* Set exercise
Extract all of the items below, reproducing every line word for word.

** Begin Record set **

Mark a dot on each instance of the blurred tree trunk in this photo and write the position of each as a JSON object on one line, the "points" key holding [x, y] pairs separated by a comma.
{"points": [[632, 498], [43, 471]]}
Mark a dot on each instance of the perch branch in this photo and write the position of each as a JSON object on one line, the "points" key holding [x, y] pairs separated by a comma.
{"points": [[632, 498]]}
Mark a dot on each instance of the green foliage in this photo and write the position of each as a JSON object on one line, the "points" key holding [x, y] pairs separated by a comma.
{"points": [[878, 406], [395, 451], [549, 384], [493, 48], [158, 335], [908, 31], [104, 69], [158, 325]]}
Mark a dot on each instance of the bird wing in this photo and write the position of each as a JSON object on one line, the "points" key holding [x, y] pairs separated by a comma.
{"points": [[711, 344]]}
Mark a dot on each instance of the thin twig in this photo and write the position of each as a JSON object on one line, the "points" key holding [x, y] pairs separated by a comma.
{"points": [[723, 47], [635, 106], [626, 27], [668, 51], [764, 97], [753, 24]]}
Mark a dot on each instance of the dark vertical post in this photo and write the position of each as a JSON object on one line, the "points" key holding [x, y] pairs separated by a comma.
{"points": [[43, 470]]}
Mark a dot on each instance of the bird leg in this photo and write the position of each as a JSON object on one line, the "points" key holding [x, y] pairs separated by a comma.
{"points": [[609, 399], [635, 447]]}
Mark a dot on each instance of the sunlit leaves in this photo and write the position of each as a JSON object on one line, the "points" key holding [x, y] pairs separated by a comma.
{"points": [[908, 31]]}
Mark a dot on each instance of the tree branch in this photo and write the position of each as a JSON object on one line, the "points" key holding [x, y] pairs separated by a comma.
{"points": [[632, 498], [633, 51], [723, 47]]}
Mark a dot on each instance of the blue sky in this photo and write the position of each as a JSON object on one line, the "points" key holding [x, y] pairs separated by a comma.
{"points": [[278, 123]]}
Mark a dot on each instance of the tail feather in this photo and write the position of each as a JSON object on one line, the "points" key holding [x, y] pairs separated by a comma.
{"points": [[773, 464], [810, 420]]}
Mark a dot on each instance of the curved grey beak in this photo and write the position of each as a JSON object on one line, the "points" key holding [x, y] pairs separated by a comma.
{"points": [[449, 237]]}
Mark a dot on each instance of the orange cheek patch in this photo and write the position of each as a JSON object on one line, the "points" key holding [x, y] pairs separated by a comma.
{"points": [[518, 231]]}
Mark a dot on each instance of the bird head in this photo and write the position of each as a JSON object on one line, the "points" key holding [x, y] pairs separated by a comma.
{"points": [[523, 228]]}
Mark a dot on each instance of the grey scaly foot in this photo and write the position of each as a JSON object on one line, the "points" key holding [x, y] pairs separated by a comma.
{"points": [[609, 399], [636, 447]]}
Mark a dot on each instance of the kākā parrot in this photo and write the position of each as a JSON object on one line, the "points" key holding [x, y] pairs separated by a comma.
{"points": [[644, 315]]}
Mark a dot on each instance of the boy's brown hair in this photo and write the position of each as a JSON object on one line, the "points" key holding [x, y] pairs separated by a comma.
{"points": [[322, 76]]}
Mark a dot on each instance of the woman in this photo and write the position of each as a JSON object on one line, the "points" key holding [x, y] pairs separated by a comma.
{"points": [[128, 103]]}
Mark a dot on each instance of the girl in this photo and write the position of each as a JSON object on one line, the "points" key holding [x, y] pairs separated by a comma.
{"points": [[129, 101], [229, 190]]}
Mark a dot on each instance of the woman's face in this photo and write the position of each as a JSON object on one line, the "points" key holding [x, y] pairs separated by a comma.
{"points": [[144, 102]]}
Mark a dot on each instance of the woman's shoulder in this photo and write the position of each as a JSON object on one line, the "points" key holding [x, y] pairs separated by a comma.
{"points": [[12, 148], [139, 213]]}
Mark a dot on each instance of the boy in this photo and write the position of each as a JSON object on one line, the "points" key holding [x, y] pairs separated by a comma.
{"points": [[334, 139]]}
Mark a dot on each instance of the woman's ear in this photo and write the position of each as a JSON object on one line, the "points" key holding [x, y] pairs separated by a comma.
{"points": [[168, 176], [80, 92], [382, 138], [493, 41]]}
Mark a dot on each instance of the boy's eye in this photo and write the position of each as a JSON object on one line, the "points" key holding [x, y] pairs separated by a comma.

** End Record set **

* The solution
Mark a dot on each instance of the blurred tree trunk in this photo and write the position of each as a JSON object on one line, the "points" key holding [x, y] pairs separated by a comma.
{"points": [[632, 498], [43, 471]]}
Mark a dot on each instance of the perch branch in this photo and write the position of each as a JSON object on one line, the "points" key holding [x, y] pairs separated by a comma.
{"points": [[632, 498]]}
Mark a dot on each instance of the green foliage in this photo and write the position of each as a JSON object on one line, the "points" key holding [x, y] pairs separated by a comma.
{"points": [[878, 406], [395, 451], [549, 384], [493, 48], [158, 335], [908, 31], [104, 69], [158, 325]]}
Mark a dot on each instance of the bird wing in this photo and write the position of each as a JSON object on one line, the "points" key holding [x, y] pairs separated by a comma.
{"points": [[711, 344]]}
Mark a dot on each instance of the thin twig in this photo and write the position of each as a JSON object on one line, the "points" key holding [x, y] pairs separated by a comma.
{"points": [[723, 47], [635, 106], [626, 27], [668, 51], [764, 97], [753, 24]]}
Mark a dot on each instance of the dark vertical post in this photo and write the position of each as a JSON object on one line, the "points" key holding [x, y] pairs separated by a comma.
{"points": [[43, 470]]}
Mark a dot on each instance of the bird leg in this photo and write the position of each as a JSON object on one line, the "points" key holding [x, y] pairs separated by a comma.
{"points": [[609, 399], [635, 447]]}
Mark a dot on each instance of the sunlit leaves in this photo and write the position of each as a JSON object on one line, the "points" key holding [x, y] pairs separated by a comma.
{"points": [[908, 31]]}
Mark a dot on each instance of the tree branch in this photo and write the position of each as a JSON object on one line, the "points" key holding [x, y] pairs separated by a comma.
{"points": [[632, 498], [633, 51], [723, 47]]}
Mark a dot on each instance of the blue sky in this photo and write the position of each as a JSON object on one line, the "points" key holding [x, y] pairs separated by a comma.
{"points": [[278, 123]]}
Mark a dot on each instance of the tail feather in this photo and write the position of each as a JSON object on one line, the "points" key holding [x, y] pairs separated by a comma.
{"points": [[773, 464], [810, 420]]}
Mark a dot on each instance of the curved grey beak in this photo and write the position of each as a JSON object on one line, the "points" key holding [x, y] pairs separated by a comma.
{"points": [[449, 237]]}
Mark a dot on each instance of the orange cheek patch in this photo and write the position of each as a JSON object on one line, the "points" key holding [x, y] pairs separated by a comma.
{"points": [[518, 231]]}
Mark a dot on each instance of the bird head in this photo and write the position of each as a JSON object on one line, the "points" key holding [x, y] pairs separated by a comma.
{"points": [[523, 228]]}
Mark a dot on each instance of the grey scaly foot in this photo and write the position of each as a JSON object on one line, the "points" key holding [x, y] pairs separated by a comma.
{"points": [[609, 399], [636, 447]]}
Mark a dot on each instance of the kākā parrot in this photo and write the position of each as a JSON object on one line, the "points" key holding [x, y] pairs separated by a comma.
{"points": [[644, 315]]}
Mark a dot on each instance of the boy's brown hair in this photo and write the position of each as a JSON object on one line, the "points" key holding [x, y] pairs separated by a comma.
{"points": [[322, 76]]}
Mark a dot on each instance of the woman in this photo and write the position of each as a JSON object on one line, the "points" key holding [x, y] pairs separated by a comma.
{"points": [[128, 103]]}
Mark a dot on each instance of the girl in this photo and write the position of each as a JSON object on one line, the "points" key holding [x, y] pairs separated by a comma.
{"points": [[129, 101], [229, 190]]}
Mark a dot on each instance of the woman's face in this photo and write the position of each as a JSON object on one line, the "points" key holding [x, y] pairs separated by a comma.
{"points": [[144, 102]]}
Mark a dot on each instance of the woman's shoulder in this photo and write the position of each as a JSON object on one line, the "points" key holding [x, y] pairs separated by a comma.
{"points": [[12, 148], [139, 213]]}
Mark a dot on each instance of the boy in this photo and write the position of each as a JSON object on one line, the "points" key holding [x, y] pairs separated by a comma.
{"points": [[334, 139]]}
Mark a dot on each instance of the woman's ear in this photo and write the position of each as a JSON object on one line, the "points" key holding [x, y] pairs separated by a comma.
{"points": [[168, 176], [80, 92], [382, 138], [493, 41]]}
Mark a dot on each instance of the boy's eye in this photo and write the position of each as a JSON object on one line, the "points" key holding [x, y] pairs separated by a comma.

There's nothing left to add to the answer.